Text under study
▬▬▬▬▬▬▬▬▬▬

Tag Archive for 'environment'

Disposable Everything

It’s becoming more obvious to me the extent of the world’s insanity. Flipping through the channels, I’m inundated with advertisements for products that not only do I not need, but also I can’t understand how anyone could justify needing, let alone buying. In particular I’m most annoyed at the home cleaning products, whose rate of unceasing development is a cause for amazement. How can so much development money be focused on making the task of keeping a house clean any easier than it already is?

Look at the recent rash of new paper-towel-plus-cleaner products, like Procter & Gamble’s Swiffer and SC Johnson’s Pledge Grab-It, that take the concept of paper towels to a whole new level. Now not only can you clean, you can disinfect like you’ve never disinfected before! And when you’re done you can just throw them away, environmental consequences be damned!

There’s such an obsessive-compulsive desperation to the pitches for these products that I half expect to see a commercial in the future that goes something like this:

Pan to shot of Brendon crouched in the corner of his bathroom, scrubbing his body with Scrubbo™-brand personal body cleaning towels while rocking gently back and forth.

Brendon (mumbling): Still not clean, must get clean…

As if diapers weren’t bad enough for filling our landfills, now we’ve got Helen Homemaker nuking every bacterium that dares to step into her household, only to throw away the toxic results and create even more garbage. With the super-duper cleansing power of these new products it’s no wonder bacteria are becoming more resistant when we’re throwing every disinfectant at them at every opportunity.

These aren’t the only environmentally irresponsible products coming from these companies. There’s also the new rash of facial cleansing cloths, and disposable containers competing for our global garbage can. What ever happened to reducing our waste output?

What’s more disturbing is the amount of technology and funding thrown at solving problems that don’t exist, while real problems remain unsolved. Christ, I’ve got toothpaste and laundry detergent that gets my teeth and clothes so white they’re positively luminescent, and we still haven’t got an electric car! Part of me wonders if somewhere in the world researchers wring their hands and wish aloud, “If only we could get some of the Colgate or Sunlight funding, then we’d have this cancer thing licked!”

▬▬▬▬▬▬▬▬▬▬

Listed records
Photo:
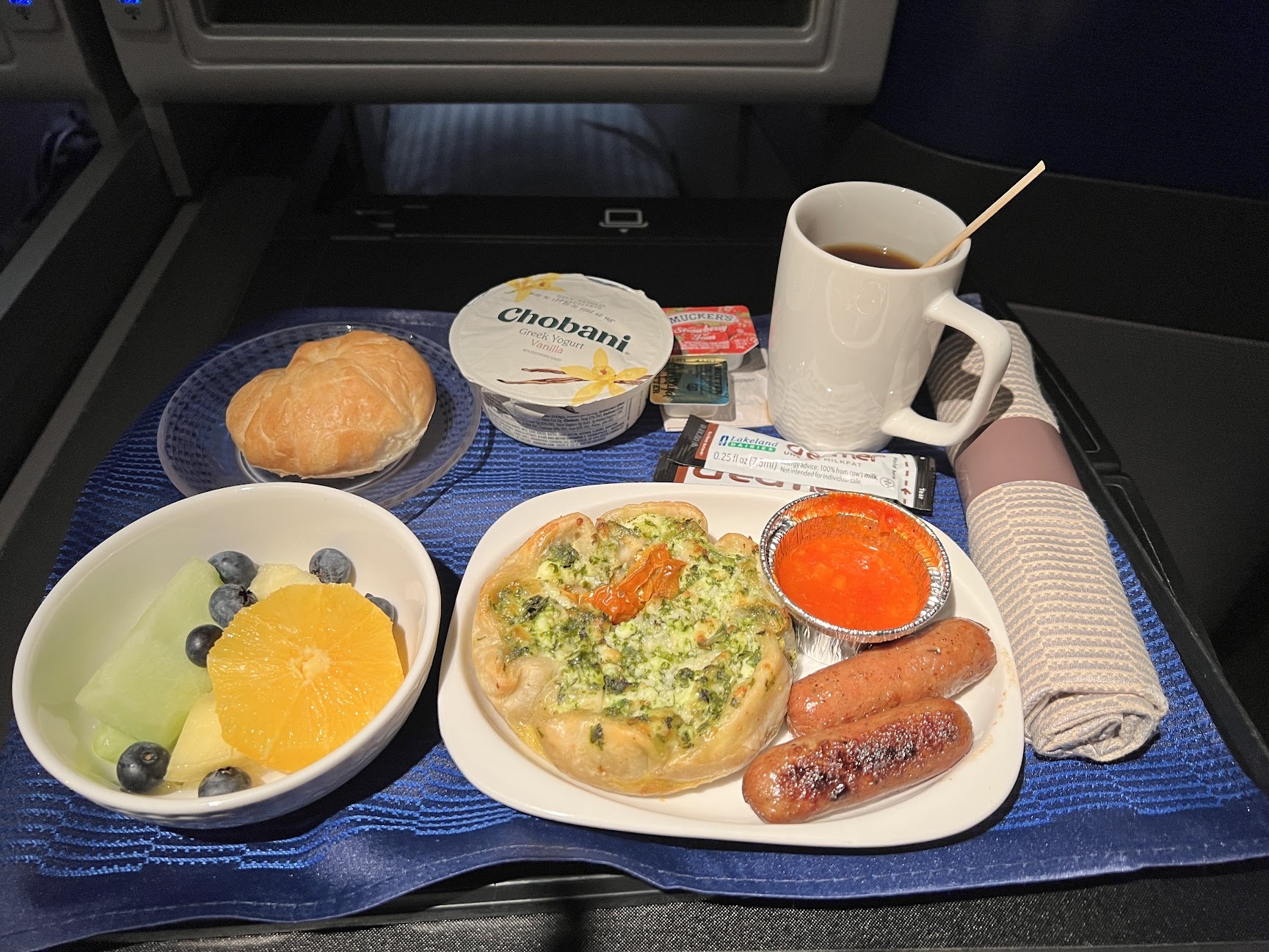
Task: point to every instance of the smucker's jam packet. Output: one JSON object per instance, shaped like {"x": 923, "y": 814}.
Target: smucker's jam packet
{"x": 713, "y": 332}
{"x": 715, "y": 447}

▬▬▬▬▬▬▬▬▬▬

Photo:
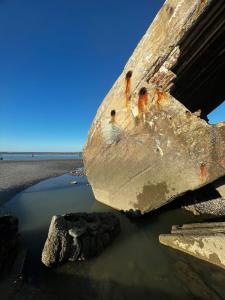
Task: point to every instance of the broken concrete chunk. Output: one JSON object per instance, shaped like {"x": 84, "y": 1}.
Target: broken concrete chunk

▬▬▬▬▬▬▬▬▬▬

Work to be completed
Write out the entire post on disposable products above word for word, from its tag-archive header to its final sentence.

Written answer
Tag Archive for 'environment'

Disposable Everything

It’s becoming more obvious to me the extent of the world’s insanity. Flipping through the channels, I’m inundated with advertisements for products that not only do I not need, but also I can’t understand how anyone could justify needing, let alone buying. In particular I’m most annoyed at the home cleaning products, whose rate of unceasing development is a cause for amazement. How can so much development money be focused on making the task of keeping a house clean any easier than it already is?

Look at the recent rash of new paper-towel-plus-cleaner products, like Procter & Gamble’s Swiffer and SC Johnson’s Pledge Grab-It, that take the concept of paper towels to a whole new level. Now not only can you clean, you can disinfect like you’ve never disinfected before! And when you’re done you can just throw them away, environmental consequences be damned!

There’s such an obsessive-compulsive desperation to the pitches for these products that I half expect to see a commercial in the future that goes something like this:

Pan to shot of Brendon crouched in the corner of his bathroom, scrubbing his body with Scrubbo™-brand personal body cleaning towels while rocking gently back and forth.

Brendon (mumbling): Still not clean, must get clean…

As if diapers weren’t bad enough for filling our landfills, now we’ve got Helen Homemaker nuking every bacterium that dares to step into her household, only to throw away the toxic results and create even more garbage. With the super-duper cleansing power of these new products it’s no wonder bacteria are becoming more resistant when we’re throwing every disinfectant at them at every opportunity.

These aren’t the only environmentally irresponsible products coming from these companies. There’s also the new rash of facial cleansing cloths, and disposable containers competing for our global garbage can. What ever happened to reducing our waste output?

What’s more disturbing is the amount of technology and funding thrown at solving problems that don’t exist, while real problems remain unsolved. Christ, I’ve got toothpaste and laundry detergent that gets my teeth and clothes so white they’re positively luminescent, and we still haven’t got an electric car! Part of me wonders if somewhere in the world researchers wring their hands and wish aloud, “If only we could get some of the Colgate or Sunlight funding, then we’d have this cancer thing licked!”